Task requirements:
When you reach the line containing "Target: yellow flower arrangement" in the entries below, repeat it and each line after it exactly until the entries end.

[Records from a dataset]
--------------------------------------------------

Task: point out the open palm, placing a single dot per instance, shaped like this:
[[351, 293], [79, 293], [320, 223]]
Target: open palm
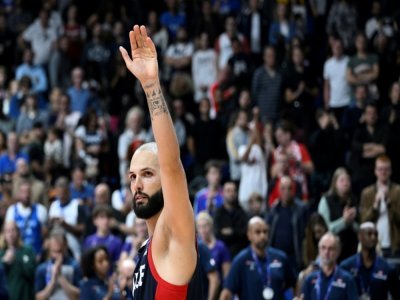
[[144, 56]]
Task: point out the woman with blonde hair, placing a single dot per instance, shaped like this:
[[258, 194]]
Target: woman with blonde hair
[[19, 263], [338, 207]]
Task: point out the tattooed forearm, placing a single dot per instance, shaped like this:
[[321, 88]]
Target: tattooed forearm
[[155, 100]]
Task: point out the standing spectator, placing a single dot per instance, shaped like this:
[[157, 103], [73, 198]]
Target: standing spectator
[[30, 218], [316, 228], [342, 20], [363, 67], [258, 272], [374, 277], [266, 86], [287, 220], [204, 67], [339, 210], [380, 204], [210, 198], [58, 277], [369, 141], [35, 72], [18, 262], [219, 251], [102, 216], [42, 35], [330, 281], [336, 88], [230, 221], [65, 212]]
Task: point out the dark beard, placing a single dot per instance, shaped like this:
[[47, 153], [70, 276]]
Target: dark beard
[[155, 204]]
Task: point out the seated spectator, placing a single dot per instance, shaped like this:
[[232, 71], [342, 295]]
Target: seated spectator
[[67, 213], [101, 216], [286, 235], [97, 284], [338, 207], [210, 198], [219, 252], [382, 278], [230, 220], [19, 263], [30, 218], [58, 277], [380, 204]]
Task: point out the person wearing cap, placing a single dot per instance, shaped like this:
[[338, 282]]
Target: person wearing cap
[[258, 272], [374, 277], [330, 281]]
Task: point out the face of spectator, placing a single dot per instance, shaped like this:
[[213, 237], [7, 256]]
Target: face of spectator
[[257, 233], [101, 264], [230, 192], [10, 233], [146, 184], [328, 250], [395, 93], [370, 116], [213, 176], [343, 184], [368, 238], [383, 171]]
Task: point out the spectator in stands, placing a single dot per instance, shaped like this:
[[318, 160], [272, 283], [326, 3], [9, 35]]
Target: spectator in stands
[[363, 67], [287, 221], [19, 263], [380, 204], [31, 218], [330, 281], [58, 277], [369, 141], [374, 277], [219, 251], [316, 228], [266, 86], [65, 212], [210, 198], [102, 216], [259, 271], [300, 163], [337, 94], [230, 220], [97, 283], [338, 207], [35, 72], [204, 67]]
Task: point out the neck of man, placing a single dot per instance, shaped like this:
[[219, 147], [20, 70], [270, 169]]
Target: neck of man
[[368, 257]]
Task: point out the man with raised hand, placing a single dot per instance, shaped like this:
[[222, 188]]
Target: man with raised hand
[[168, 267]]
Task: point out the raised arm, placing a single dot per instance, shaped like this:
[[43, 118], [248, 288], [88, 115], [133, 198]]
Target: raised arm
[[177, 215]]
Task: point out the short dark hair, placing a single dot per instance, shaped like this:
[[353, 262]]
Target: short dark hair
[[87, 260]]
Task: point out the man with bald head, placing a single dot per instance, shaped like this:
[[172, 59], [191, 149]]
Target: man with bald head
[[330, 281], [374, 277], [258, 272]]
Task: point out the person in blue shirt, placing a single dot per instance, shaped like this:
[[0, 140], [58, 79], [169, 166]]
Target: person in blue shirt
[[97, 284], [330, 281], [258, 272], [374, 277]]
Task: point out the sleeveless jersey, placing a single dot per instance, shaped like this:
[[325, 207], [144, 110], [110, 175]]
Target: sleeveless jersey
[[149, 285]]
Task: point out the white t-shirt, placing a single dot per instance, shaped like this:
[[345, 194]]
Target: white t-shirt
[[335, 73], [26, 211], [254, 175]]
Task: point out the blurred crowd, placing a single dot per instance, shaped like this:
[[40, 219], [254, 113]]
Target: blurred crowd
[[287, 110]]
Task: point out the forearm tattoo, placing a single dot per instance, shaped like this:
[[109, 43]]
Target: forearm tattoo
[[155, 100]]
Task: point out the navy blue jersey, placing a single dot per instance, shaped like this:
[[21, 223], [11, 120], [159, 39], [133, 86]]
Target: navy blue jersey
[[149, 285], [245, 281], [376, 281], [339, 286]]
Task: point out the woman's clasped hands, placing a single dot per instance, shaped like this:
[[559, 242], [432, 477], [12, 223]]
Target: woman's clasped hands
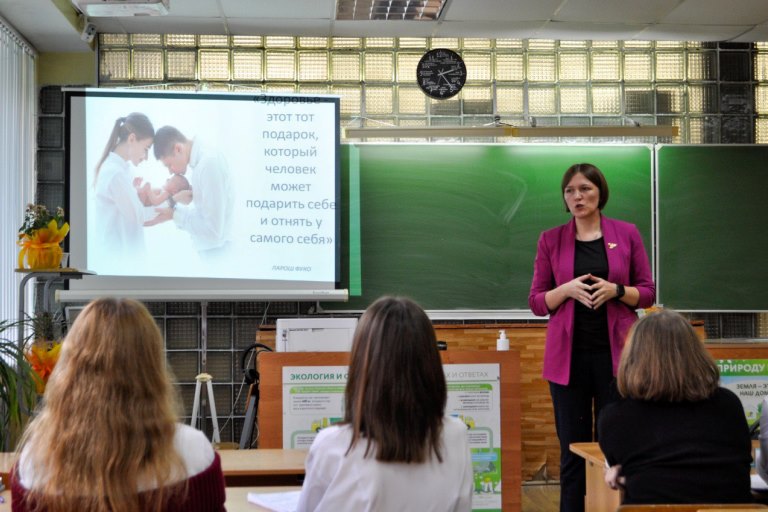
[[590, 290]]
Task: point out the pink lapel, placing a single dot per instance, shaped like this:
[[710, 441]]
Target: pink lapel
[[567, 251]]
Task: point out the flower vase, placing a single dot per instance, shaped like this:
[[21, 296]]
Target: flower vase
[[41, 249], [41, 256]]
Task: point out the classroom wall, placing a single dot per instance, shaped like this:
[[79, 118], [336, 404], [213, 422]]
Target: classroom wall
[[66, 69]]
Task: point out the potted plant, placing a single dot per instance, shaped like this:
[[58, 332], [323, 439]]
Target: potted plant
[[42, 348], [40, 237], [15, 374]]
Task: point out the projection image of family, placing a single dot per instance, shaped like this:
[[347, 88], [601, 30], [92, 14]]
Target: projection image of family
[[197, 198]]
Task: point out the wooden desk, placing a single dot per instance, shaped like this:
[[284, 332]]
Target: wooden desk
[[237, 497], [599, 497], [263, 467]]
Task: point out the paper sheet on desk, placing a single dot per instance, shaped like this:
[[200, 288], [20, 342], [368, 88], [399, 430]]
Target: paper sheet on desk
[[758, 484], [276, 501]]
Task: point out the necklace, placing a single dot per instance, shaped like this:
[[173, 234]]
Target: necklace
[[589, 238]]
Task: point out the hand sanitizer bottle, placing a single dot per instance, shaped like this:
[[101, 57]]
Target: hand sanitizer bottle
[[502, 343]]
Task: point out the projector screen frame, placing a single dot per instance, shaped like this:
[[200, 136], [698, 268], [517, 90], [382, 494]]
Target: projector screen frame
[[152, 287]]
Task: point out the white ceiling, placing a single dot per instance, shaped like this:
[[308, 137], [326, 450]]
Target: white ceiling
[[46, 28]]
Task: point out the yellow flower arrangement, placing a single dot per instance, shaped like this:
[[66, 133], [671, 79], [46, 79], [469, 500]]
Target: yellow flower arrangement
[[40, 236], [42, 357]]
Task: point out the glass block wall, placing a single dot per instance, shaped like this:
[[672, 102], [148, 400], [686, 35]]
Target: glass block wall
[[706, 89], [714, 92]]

--------------------------------------------------

Exercise output:
Target: yellow flower arrangement
[[40, 236], [42, 357]]
Task: point out the glass block wall, placing a single dot per instance, shaped like this:
[[672, 102], [148, 400], [686, 35]]
Target: glass block wall
[[706, 89], [714, 92]]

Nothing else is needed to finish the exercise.